• EXERCISE INSTRUCTIONS
Rewrite the heavy hydrogen passage starting at "This so-called heavy" and ending at "water in 1944.", substituting "particles" for every "neutrons".

• DOCUMENT TEXT
--- START ---

Hubert Reeves looked out the window. The Alps, magnificent and snowcapped, caught his eye as the train rounded a curve on its way from Geneva to Berne, Switzerland. It was October 1970. Beneath the mountains, an autumn patchwork of gold and vermilion framed a winding brook. Reeves briefly wondered if its source was melting snow, and then it came to him, the answer to the puzzle. The stream triggered a memory, a scene from a movie about mountains and cold water: La Bataille de l'eau lourde (The Battle for Heavy Water). The 1947 French film by Jean Dréville tells the true story of how, near the end of World War II, Allied commandos destroyed a top-secret heavy-water plant in the mountains of Norway. The Nazi invaders were going to use the heavy water to make an atom bomb.
Heavy water, heavy hydrogen ... Reeves’ mind flashed: You extract heavy water from ordinary water at super-cold temperatures and it takes a long time ... That was it! He now felt he could explain the huge discrepancy in recent experimental results about the nature of the solar wind, the huge flux of atomic particles blown into space by the burning sun. He was on his way to Berne to discuss this very problem with his colleague Johannes Geiss, the Swiss physicist who had conducted the experiment. Reeves grabbed a notepad and, as the scenic panorama unfolded outside, he tried to capture his thoughts on paper. His mind still resonated with ideas from the nuclear astrophysics lecture he had just presented at the Geneva observatory. At the same time, he felt he now had a theory that could explain why Geiss had found five times less heavy hydrogen in the solar wind than its natural occurrence on Earth. Theoretically, the sun and Earth originate from the same primordial matter, mostly hydrogen, so physicists were very bothered by this five-fold difference. What caused it?
Hydrogen is the simplest element in the universe. One proton in a nucleus orbited by a single electron: That’s it. However, another kind of natural hydrogen exists, called deuterium, or heavy hydrogen. It’s heavier because a deuterium nucleus contains a neutron as well as a proton. Deuterium is rare, but chemically it behaves like ordinary hydrogen, so on Earth, as with most of the planet’s hydrogen, it exists primarily as water. There are two hydrogen atoms in every water molecule (H2O). The water molecules in Earth’s oceans contain about one heavy hydrogen atom for every 2,000 plain hydrogen atoms.
This so-called heavy water is required in a certain type of nuclear reactor, such as Canada’s CANDU (from Canadian deuterium uranium) reactor, because it slows down fast neutrons, and if these neutrons are not kept in check a terrific nuclear explosion can occur. Heavy-water reactors also produce plutonium, which is a major component of an atom bomb. This is why the Nazis wanted heavy water in 1944.

--- END ---

• Collected data
--- START ---

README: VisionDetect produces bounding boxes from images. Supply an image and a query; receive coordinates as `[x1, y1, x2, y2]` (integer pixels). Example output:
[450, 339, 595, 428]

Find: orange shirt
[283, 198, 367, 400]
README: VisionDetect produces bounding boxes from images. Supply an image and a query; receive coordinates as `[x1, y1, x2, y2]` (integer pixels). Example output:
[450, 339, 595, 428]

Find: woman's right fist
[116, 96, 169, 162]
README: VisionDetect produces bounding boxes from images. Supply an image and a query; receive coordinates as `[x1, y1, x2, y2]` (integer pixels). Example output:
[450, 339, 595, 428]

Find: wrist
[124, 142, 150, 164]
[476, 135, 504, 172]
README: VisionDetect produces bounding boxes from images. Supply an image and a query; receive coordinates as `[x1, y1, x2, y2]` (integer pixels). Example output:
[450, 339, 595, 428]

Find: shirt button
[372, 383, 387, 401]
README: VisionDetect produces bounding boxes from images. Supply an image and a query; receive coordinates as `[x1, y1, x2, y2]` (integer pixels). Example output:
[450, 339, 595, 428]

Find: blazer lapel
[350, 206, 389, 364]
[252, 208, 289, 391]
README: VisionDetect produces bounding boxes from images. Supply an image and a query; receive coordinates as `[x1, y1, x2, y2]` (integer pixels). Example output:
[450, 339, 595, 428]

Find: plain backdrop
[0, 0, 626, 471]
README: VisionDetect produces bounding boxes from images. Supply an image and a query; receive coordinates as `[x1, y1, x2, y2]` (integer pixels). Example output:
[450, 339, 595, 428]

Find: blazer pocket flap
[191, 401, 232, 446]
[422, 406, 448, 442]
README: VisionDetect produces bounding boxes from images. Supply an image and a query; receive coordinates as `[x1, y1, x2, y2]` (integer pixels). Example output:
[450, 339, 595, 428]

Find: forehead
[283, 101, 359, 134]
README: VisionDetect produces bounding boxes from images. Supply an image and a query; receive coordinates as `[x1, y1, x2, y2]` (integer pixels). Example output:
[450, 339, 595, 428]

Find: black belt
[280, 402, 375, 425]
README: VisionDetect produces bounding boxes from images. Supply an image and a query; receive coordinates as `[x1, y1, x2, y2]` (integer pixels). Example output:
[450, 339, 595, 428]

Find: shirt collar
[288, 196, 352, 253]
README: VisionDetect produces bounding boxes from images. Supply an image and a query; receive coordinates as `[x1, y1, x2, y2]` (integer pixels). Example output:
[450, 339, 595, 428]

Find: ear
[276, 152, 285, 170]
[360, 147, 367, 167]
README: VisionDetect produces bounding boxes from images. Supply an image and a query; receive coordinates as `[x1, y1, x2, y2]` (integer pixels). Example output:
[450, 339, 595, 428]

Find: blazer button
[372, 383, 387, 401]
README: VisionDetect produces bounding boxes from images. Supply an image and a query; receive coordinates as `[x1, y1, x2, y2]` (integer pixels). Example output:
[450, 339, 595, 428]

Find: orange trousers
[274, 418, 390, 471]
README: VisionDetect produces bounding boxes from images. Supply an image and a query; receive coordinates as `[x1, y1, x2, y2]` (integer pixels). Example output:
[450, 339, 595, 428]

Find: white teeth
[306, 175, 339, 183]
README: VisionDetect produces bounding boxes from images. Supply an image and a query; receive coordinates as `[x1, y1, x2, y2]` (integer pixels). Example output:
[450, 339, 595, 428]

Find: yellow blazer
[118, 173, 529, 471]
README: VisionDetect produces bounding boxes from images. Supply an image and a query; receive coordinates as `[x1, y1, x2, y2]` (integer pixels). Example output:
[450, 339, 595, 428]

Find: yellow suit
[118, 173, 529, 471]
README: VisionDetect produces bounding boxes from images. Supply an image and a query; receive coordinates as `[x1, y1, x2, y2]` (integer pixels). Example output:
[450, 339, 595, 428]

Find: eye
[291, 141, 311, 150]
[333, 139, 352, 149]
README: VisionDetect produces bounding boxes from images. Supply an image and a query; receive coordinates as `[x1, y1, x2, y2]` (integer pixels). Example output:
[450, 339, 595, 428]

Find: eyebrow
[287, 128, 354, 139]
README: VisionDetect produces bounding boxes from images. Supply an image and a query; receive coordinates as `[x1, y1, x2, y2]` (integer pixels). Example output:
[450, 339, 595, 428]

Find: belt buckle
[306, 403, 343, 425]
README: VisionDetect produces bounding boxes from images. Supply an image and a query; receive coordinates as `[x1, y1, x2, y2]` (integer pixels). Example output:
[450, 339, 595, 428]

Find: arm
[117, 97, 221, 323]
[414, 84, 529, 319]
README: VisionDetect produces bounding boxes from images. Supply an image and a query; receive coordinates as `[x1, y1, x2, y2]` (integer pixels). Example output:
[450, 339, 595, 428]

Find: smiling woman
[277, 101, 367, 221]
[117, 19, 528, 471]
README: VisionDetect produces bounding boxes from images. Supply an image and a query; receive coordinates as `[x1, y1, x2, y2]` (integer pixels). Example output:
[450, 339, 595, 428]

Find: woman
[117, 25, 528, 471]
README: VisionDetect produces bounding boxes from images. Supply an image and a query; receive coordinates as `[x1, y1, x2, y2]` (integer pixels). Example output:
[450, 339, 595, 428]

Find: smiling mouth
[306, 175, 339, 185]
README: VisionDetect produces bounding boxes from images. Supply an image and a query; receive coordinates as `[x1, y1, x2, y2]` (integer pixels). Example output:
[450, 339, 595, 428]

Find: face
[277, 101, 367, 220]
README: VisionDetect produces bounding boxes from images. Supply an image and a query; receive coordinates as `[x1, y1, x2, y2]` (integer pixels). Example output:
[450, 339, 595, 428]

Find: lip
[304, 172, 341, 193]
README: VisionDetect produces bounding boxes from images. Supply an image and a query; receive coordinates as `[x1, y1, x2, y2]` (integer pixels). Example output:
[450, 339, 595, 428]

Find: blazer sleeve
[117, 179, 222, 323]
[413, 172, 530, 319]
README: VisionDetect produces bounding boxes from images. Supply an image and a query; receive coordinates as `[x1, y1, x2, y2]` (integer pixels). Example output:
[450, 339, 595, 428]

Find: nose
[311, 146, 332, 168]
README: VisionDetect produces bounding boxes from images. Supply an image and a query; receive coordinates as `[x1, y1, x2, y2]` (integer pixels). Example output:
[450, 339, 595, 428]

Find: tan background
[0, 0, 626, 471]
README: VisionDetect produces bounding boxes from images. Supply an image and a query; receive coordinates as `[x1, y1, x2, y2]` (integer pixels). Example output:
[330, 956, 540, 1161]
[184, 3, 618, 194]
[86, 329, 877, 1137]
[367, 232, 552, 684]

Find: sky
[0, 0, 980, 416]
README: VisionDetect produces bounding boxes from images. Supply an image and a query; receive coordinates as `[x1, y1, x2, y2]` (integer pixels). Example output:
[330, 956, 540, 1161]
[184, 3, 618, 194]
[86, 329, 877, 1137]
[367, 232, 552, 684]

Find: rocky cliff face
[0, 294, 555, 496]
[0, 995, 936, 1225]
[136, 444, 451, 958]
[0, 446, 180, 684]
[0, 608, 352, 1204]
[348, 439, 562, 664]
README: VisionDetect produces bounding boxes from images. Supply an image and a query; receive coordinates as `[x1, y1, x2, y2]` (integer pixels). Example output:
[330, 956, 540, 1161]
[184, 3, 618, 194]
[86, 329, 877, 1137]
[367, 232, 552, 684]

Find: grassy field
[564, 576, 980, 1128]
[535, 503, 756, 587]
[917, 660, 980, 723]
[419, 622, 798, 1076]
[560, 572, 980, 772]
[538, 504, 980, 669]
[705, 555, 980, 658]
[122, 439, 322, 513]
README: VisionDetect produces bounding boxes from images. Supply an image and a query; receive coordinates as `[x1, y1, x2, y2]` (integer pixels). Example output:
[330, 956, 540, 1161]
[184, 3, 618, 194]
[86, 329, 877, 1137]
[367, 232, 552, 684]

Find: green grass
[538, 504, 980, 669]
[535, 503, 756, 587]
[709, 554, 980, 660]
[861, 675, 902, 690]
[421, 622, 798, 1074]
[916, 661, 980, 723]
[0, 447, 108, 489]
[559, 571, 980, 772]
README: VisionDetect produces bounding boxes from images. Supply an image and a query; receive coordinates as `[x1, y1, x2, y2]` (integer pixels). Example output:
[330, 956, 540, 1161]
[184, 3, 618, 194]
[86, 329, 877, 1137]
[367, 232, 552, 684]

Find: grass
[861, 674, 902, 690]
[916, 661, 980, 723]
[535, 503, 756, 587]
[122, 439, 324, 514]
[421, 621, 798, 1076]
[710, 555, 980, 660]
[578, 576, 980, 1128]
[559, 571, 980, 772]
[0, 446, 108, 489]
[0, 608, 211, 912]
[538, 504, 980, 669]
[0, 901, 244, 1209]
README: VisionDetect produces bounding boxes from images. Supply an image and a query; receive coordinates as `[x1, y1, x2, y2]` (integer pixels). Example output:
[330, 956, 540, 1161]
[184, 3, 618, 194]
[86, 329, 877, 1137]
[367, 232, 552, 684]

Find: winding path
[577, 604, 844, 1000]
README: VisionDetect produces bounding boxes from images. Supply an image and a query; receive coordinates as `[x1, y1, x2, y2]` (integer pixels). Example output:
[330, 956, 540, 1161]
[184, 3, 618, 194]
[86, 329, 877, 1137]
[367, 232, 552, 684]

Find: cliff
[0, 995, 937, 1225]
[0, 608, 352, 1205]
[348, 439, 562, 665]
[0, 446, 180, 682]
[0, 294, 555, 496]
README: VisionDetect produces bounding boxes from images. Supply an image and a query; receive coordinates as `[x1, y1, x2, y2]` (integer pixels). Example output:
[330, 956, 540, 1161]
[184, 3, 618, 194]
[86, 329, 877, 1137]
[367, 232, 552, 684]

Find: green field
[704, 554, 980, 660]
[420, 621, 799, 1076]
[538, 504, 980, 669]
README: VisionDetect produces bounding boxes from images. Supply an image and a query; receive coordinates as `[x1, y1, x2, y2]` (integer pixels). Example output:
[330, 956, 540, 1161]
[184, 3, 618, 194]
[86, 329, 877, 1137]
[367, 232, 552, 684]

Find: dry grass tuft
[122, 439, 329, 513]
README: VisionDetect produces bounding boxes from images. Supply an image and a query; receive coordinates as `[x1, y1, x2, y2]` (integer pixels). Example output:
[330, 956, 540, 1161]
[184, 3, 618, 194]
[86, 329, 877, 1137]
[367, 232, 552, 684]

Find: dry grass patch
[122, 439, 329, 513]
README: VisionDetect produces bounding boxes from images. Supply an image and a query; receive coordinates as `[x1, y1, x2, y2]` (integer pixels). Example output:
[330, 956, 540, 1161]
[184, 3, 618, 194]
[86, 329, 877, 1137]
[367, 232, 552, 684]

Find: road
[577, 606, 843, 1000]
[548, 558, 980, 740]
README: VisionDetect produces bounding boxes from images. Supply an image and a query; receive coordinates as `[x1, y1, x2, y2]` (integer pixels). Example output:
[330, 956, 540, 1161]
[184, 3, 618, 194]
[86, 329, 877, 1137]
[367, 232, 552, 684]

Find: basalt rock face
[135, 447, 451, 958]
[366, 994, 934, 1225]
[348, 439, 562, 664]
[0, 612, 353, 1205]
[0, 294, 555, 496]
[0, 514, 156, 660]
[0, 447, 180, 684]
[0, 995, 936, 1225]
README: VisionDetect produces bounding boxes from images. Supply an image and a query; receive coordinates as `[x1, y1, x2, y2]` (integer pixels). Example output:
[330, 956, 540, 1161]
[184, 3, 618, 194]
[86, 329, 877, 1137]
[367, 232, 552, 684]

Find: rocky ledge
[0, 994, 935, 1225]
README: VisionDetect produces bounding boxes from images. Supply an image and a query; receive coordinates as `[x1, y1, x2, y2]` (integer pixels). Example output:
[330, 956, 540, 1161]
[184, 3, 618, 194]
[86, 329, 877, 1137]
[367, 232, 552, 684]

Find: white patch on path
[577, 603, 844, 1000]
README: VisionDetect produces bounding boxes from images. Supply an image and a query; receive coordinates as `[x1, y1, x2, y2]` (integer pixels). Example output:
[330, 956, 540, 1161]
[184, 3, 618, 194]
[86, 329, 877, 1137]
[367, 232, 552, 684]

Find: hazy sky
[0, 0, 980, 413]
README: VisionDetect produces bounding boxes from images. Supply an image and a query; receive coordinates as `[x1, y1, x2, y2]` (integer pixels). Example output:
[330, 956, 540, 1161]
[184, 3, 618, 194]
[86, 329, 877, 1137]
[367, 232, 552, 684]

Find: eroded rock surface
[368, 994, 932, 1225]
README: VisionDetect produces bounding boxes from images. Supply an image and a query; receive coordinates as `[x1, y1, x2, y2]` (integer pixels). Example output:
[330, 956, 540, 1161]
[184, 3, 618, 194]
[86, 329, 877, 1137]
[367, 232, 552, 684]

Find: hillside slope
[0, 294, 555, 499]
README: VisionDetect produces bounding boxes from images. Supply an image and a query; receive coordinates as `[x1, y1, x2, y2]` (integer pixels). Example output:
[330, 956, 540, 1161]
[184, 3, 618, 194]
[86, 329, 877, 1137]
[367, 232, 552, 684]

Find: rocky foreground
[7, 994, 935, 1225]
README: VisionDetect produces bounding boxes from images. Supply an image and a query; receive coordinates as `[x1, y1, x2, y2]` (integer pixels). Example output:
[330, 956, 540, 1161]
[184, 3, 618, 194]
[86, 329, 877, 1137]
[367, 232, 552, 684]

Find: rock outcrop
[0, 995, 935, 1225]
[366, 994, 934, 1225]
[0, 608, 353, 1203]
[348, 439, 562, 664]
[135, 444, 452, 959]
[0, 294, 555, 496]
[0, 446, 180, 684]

--- END ---

• ANSWER TO THE EXERCISE
This so-called heavy water is required in a certain type of nuclear reactor, such as Canada’s CANDU (from Canadian deuterium uranium) reactor, because it slows down fast particles, and if these particles are not kept in check a terrific nuclear explosion can occur. Heavy-water reactors also produce plutonium, which is a major component of an atom bomb. This is why the Nazis wanted heavy water in 1944.